(RECORDS SUPPLIED begins)
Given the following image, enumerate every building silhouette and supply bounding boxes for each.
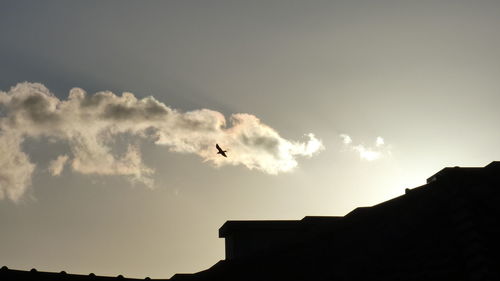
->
[2,162,499,281]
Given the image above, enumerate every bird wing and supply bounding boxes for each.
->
[216,144,227,157]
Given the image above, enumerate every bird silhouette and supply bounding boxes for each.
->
[216,144,228,157]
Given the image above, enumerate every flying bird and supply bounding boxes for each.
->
[216,144,228,157]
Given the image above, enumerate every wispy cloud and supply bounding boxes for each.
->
[340,134,391,161]
[0,82,324,201]
[48,154,69,176]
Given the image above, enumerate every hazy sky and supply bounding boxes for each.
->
[1,1,500,278]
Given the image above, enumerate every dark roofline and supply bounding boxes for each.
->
[426,161,499,183]
[219,216,343,238]
[219,220,301,237]
[220,162,500,240]
[0,266,162,281]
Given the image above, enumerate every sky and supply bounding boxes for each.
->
[1,0,500,278]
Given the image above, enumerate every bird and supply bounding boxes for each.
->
[216,144,228,157]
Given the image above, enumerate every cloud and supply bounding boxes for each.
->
[0,82,324,201]
[339,134,352,144]
[340,134,390,161]
[352,145,381,161]
[48,155,69,176]
[0,133,35,201]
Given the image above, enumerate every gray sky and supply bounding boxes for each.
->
[1,0,500,278]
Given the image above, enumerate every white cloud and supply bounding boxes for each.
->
[48,154,69,176]
[340,134,390,161]
[339,134,352,144]
[353,145,381,161]
[0,82,324,201]
[376,136,384,147]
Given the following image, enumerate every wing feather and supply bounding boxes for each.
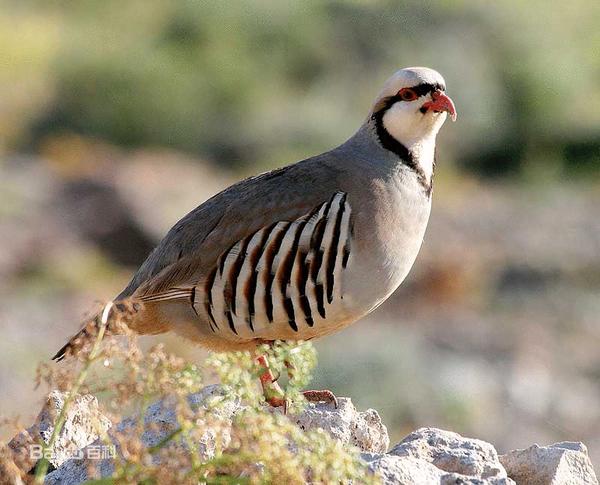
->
[118,156,345,300]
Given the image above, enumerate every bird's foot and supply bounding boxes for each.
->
[302,389,338,408]
[264,387,286,408]
[257,354,286,407]
[256,355,338,410]
[264,389,338,411]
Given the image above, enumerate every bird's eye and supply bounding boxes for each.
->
[398,88,418,101]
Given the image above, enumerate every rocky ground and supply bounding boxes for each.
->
[4,386,598,484]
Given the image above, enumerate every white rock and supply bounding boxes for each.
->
[281,397,390,453]
[140,384,242,459]
[11,387,594,485]
[44,453,114,485]
[8,391,111,472]
[364,452,515,484]
[390,427,510,480]
[362,453,446,484]
[500,441,599,485]
[42,386,388,483]
[45,385,241,484]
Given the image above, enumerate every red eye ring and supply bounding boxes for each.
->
[398,88,418,101]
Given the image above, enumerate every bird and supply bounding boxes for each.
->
[53,67,456,407]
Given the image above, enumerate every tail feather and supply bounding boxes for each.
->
[51,324,97,362]
[52,300,141,362]
[52,341,73,362]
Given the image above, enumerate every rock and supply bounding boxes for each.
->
[44,453,114,485]
[44,385,241,484]
[43,386,388,483]
[7,387,597,485]
[500,441,599,485]
[364,452,515,484]
[8,391,111,473]
[280,397,389,453]
[137,387,389,458]
[362,454,448,484]
[389,427,509,480]
[361,427,514,484]
[140,384,242,460]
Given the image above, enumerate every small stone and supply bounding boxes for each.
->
[390,427,509,480]
[8,391,111,473]
[44,453,114,485]
[362,453,446,484]
[283,397,389,453]
[363,452,514,485]
[500,441,599,485]
[45,385,243,484]
[141,384,242,459]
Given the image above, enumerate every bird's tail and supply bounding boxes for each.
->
[52,299,142,362]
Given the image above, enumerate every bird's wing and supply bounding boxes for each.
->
[119,154,347,301]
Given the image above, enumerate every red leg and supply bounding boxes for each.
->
[257,355,339,409]
[257,355,286,407]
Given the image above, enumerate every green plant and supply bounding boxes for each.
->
[26,300,377,484]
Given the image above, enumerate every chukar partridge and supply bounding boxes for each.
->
[54,67,456,406]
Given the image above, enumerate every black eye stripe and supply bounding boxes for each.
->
[376,82,446,112]
[409,82,445,97]
[378,82,445,110]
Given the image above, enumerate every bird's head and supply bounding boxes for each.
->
[370,67,456,149]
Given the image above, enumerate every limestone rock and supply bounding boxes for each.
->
[45,385,241,484]
[42,386,388,483]
[44,453,114,485]
[364,452,515,484]
[362,453,447,484]
[389,427,509,480]
[140,384,242,459]
[8,391,111,473]
[7,386,595,485]
[500,441,599,485]
[362,427,514,484]
[281,397,389,453]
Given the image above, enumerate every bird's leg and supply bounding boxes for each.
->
[284,359,339,408]
[256,355,338,409]
[256,355,286,408]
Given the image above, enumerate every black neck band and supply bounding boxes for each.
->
[371,96,432,196]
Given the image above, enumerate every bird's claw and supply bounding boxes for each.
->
[258,355,338,411]
[265,390,338,413]
[302,389,339,408]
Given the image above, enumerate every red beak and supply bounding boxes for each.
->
[422,90,457,121]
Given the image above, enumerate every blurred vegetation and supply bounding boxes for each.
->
[26,305,372,483]
[1,0,598,177]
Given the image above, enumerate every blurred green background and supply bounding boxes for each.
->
[1,0,599,464]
(RECORDS SUPPLIED ends)
[ABOUT THIS EXERCISE] If a record holds a picture, leave the picture out and copy the rest exactly.

[YOUR RESPONSE]
Given the following image, enumerate every building silhouette and supply bounding boxes for each.
->
[2,162,499,281]
Given the image above, enumerate every bird wing and supply bounding boxes for each.
->
[216,144,227,157]
Given the image above, enumerate every bird silhouette and supply bounding boxes for each.
->
[216,144,228,157]
Given the image above, enumerate every flying bird and supply bounding boxes for each.
->
[216,144,228,157]
Given the image above, enumerate every wispy cloud and supply bounding boxes for each.
->
[340,134,391,161]
[0,82,324,201]
[48,154,69,176]
Given the image above, enumerate every hazy sky and supply bounding boxes for each.
->
[1,1,500,278]
Given the image above, enumerate every dark roofline and supply bounding boxes for each.
->
[426,161,499,183]
[219,216,343,238]
[219,220,301,237]
[220,162,500,240]
[0,266,162,281]
Given the image above, enumerate every sky and supply bounding boxes for each.
->
[1,0,500,278]
Given the image above, enumerate every bird and supply bounding boxes for each.
->
[216,144,228,157]
Given the image above, enumerate every cloud and supply bounding boxes for each.
->
[0,82,324,201]
[339,134,352,144]
[340,134,390,161]
[352,145,381,161]
[48,155,69,176]
[0,133,35,201]
Given the image above, enumerate every gray sky and supply bounding boxes for each.
->
[1,0,500,278]
Given the image above, enumerate every white cloud and supply bounding boxes for each.
->
[48,154,69,176]
[340,134,390,161]
[339,134,352,144]
[353,145,381,161]
[0,82,324,201]
[376,136,384,147]
Given the following image, enumerate every wing feather and supply bounding boxes for each.
->
[118,156,345,300]
Given the image above, enumerate every bird's foot and supply bounding boxes for each.
->
[302,389,338,408]
[264,387,286,408]
[257,354,286,407]
[256,355,338,410]
[264,389,338,411]
Given the image above, enumerate every bird's eye and supply bounding boxes for each.
->
[398,88,418,101]
Given the image above, enumerate every rocky ground and supply bounding boxes for each.
->
[4,386,598,484]
Given the image above, enumerate every white rock and supply bounding boxes for each.
->
[281,397,390,453]
[140,384,242,459]
[11,387,594,485]
[44,453,114,485]
[8,391,111,472]
[364,452,515,484]
[390,427,510,480]
[362,453,446,484]
[500,441,599,485]
[42,386,388,483]
[45,385,241,484]
Given the image above, enumerate every red eye ring and supply bounding boxes for each.
->
[398,88,418,101]
Given the image above, enumerate every bird and supply bounding boxes for each.
->
[53,67,456,407]
Given the image above, enumerate every tail feather and supply bounding boxes for each.
->
[51,324,97,362]
[52,300,141,362]
[52,341,73,362]
Given the image above, enumerate every rock and supply bounding boxes for each.
->
[44,453,114,485]
[44,385,241,484]
[43,386,388,483]
[7,387,597,485]
[500,441,599,485]
[364,452,515,484]
[8,391,111,473]
[280,397,389,453]
[137,387,389,458]
[362,454,448,484]
[389,427,509,480]
[361,427,514,484]
[140,384,242,460]
Given the image above, enumerate every small stone and supply bounding boxes for each.
->
[390,427,509,480]
[8,391,111,473]
[44,453,114,485]
[362,453,446,484]
[283,397,389,453]
[363,452,514,485]
[500,441,599,485]
[45,385,243,484]
[141,384,242,459]
Given the image above, enumerate every bird's tail and supply bounding boxes for each.
->
[52,299,142,362]
Given the image above, enumerate every bird's wing and supply bounding boxes for each.
->
[119,154,347,301]
Given the image above, enumerate every red leg and supply bounding boxes for each.
->
[257,355,339,409]
[257,355,286,407]
Given the image above, enumerate every green plant and supply bounding boxes for each.
->
[26,300,377,484]
Given the image above, enumerate every chukar partridge and supply bounding boxes for each.
->
[54,67,456,406]
Given the image above, enumerate every black eye stripe and supply bounding boxes for each.
->
[376,82,446,112]
[409,82,445,97]
[378,82,445,110]
Given the image above, enumerate every bird's head and supply bounding boxes for each.
->
[370,67,456,149]
Given the image above, enumerate every limestone rock and supply bounding boxes for each.
->
[45,385,241,484]
[42,386,388,483]
[44,453,114,485]
[364,452,515,484]
[362,453,447,484]
[389,427,509,480]
[140,384,242,459]
[8,391,111,473]
[7,386,595,485]
[500,441,599,485]
[362,427,514,484]
[281,397,389,453]
Given the image above, enumerate every bird's leg and supply bounding boxes for each.
->
[284,359,339,408]
[256,355,338,409]
[256,355,286,408]
Given the image above, enumerate every black neck band and supply bounding boxes for each.
->
[371,96,432,196]
Given the image above, enumerate every bird's claw and supply bounding boxes for each.
->
[258,355,338,411]
[265,390,338,413]
[302,389,339,408]
Given the image above, enumerate every red beak and supply bounding boxes for each.
->
[422,90,457,121]
Given the image above, enumerate every blurred vegetation and supply bounding boxes for each.
->
[26,305,372,483]
[1,0,598,177]
Given the image above, enumerate every blurred green background and supply bounding boxes for each.
->
[1,0,599,464]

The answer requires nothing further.